# INSTRUCTION
Pull out every line in the items below that contains the word "wearing".
** START **
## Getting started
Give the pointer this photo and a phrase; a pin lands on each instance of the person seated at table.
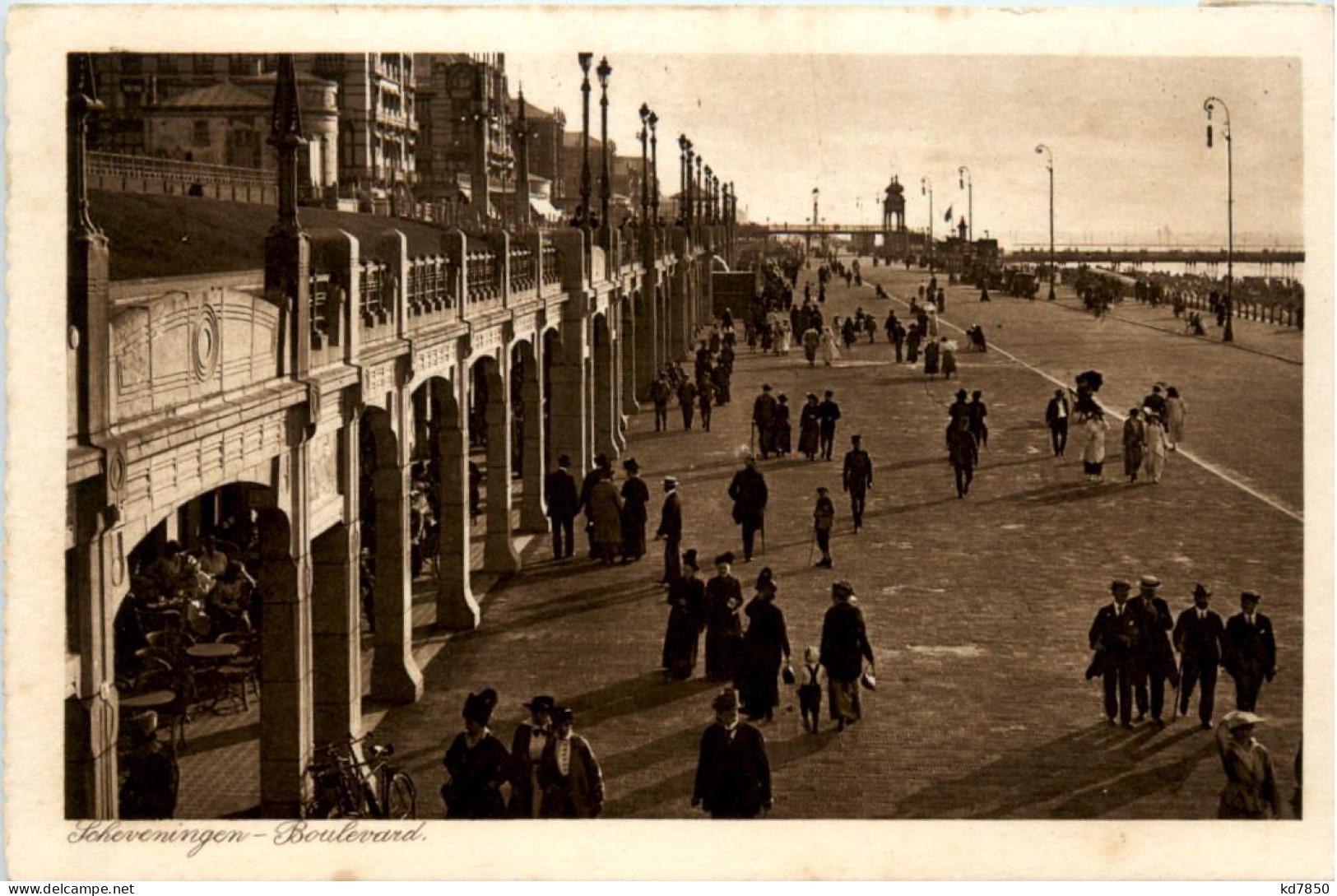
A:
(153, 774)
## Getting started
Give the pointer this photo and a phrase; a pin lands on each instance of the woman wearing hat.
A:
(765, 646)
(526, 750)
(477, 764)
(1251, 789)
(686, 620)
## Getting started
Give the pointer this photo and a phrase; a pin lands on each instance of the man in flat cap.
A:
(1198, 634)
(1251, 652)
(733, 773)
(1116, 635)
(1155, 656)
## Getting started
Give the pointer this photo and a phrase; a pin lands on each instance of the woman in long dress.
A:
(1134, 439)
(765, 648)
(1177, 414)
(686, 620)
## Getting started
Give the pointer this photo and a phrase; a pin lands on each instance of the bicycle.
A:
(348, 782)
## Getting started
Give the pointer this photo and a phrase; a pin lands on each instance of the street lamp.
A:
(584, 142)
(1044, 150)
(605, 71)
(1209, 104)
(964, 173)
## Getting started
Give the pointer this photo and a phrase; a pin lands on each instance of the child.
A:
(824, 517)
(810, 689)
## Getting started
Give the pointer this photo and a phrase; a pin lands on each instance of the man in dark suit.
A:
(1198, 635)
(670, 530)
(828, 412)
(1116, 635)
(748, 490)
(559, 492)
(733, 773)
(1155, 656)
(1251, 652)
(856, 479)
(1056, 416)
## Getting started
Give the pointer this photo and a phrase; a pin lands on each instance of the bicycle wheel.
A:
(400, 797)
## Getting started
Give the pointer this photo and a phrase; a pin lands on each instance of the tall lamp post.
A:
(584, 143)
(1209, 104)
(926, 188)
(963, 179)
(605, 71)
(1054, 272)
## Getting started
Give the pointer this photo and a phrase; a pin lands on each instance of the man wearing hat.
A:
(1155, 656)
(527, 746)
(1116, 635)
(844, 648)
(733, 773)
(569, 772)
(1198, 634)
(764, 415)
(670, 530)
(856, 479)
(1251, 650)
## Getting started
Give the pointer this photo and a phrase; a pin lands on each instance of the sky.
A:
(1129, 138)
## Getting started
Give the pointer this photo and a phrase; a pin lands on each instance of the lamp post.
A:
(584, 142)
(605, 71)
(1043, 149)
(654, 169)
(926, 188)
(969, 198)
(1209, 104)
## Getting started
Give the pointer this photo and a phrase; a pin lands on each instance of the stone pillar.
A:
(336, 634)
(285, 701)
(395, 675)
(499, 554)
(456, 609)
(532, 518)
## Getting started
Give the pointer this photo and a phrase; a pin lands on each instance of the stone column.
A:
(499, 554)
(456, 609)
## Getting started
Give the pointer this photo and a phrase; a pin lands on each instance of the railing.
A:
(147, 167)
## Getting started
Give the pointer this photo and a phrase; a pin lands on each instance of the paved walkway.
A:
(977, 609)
** END **
# WRITTEN RESPONSE
Give the pointer this photo and a phrase; a pin lands on each instance of the woman wearing hat.
Give the pointer this photo and a phrase; a pin lands on each instance of the man wearing hat.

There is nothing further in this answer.